--- BEGIN Reading text ---

Shabir Ahmad Shah popularly known as Shabir Shah (born 14 June 1953), in Kadipora, Anantnag, Kashmir is the founder and president of the Jammu and Kashmir Democratic Freedom Party (JKDFP), one of the main separatist political organizations seeking "right of self-determination" to Jammu and Kashmir. Having spent 32 years of his life in jails, he is known as the "Jail Bird", "Nelson Mandela of Kashmir" and recognised by Amnesty International as "The Prisoner of Conscience."

Birth and childhood
Born in a business family of South Kashmir's Kadipora town in district Anantnag on 14 June 1953. Shabir Ahmad Shah Varrier did his early schooling at Government Middle School, Sarnal, Anantnag and passed a higher secondary examination from M.I. Higher Secondary School, Anantnag but could not continue his studies due to affiliation with various students’ leagues for which was jailed at very early age.

Shah's father was Ghulam Mohammad Varrier, who was a Block Development Officer. He apparently died in police custody in 1989.

Personal life
Shabir is married to Bilquies Shah, a doctor by profession, and they have two daughters - Sehar Shabir shah and Sama Shabir shah.

In December 2021, it was reported that Shah was "gravely ill" in prison.

Political career

Men’s League to People’s League 

Shah's political career began in 1968 when at the age of 14, he led a demonstration against the Indian government in Kashmir following which he was arrested and was kept in police lockup for three months. Soon Shabir Shah and his colleagues formed the Young Men's League. He along with the league activists were arrested time and again which affected Shah's education.

During his confinement in Central Jail Srinagar, Shah met several resistance leaders including Nazir Ahmad Wani (Al-Fateh), Abdul Majid Pathan (Youth League), Altaf Khan alias Azam Inquilabi (Students Islamic Organization) and other leaders like Ghulam Qadir Hagroo with whom he discussed future plans for fighting for the right to self-determination. While Shabir Shah was still in jail, his associates Nazir Ahmad Wani, S. Hamid, Fazal Haq Qureshi, Abdul Majid Pathan and others formed the Jammu and Kashmir People's League on 3 October 1974, with Nazir Ahmad Wani as its chairman and Abdul Majid its General Secretary. This newly formed organization tool strong exception to the Indra-Abdullah Accord (1975) and organized rallies throughout the State.

Formation of Jammu and Kashmir Democratic Freedom Party 
In 1998, Shah formed Jammu and Kashmir Democratic Freedom Party (JKDFP) that advocates about Self determination of Kashmiri people.

Imprisonment 

Shabir Shah was arrested for the first time in 1968, when he was aged 14, for organizing and leading a student demonstration to press the demand for what he claimed as the "right of self-determination" for the people of Kashmir. He was arrested and jailed for 3 months and 15 days in Srinagar's Central Jail, thus began his jail journey and has been in and out of jail and under house arrest ever since. Immediately after his release, he resumed his political activities by forming Young Men's League along with his colleagues for which he was arrested at Anantnag and was detained for 8 months in Srinagar's Central Jail. After he was released, he was arrested again in 1971 on the allegation of being a core pro-Pakistan activist and was detained without in the district police lines at Anantnag for 7 months.

--- END Reading text ---

Going by the biography of Shabir Shah, in what year did he form the Jammu and Kashmir Democratic Freedom Party?

--- BEGIN Extracted material ---

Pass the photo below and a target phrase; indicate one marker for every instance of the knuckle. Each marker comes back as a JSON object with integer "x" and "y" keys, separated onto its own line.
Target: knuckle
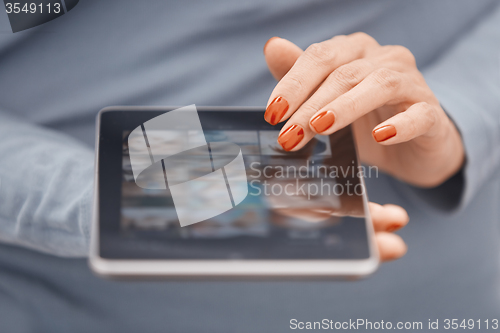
{"x": 350, "y": 75}
{"x": 319, "y": 53}
{"x": 402, "y": 53}
{"x": 428, "y": 113}
{"x": 364, "y": 37}
{"x": 387, "y": 78}
{"x": 349, "y": 104}
{"x": 295, "y": 83}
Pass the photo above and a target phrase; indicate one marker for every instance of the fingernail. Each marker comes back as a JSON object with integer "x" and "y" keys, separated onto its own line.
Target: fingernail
{"x": 291, "y": 137}
{"x": 383, "y": 133}
{"x": 392, "y": 228}
{"x": 270, "y": 39}
{"x": 323, "y": 121}
{"x": 276, "y": 110}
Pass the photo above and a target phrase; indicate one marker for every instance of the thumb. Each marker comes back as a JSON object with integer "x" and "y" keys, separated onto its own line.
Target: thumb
{"x": 280, "y": 55}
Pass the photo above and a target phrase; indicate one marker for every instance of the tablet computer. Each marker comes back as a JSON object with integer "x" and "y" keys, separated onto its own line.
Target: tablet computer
{"x": 289, "y": 214}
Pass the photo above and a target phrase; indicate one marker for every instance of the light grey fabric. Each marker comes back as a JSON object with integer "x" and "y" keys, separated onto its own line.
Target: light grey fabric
{"x": 56, "y": 77}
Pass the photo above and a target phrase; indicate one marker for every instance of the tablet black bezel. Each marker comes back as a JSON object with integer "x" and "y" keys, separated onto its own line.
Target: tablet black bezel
{"x": 112, "y": 123}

--- END Extracted material ---

**Finished task**
He formed it in 1998.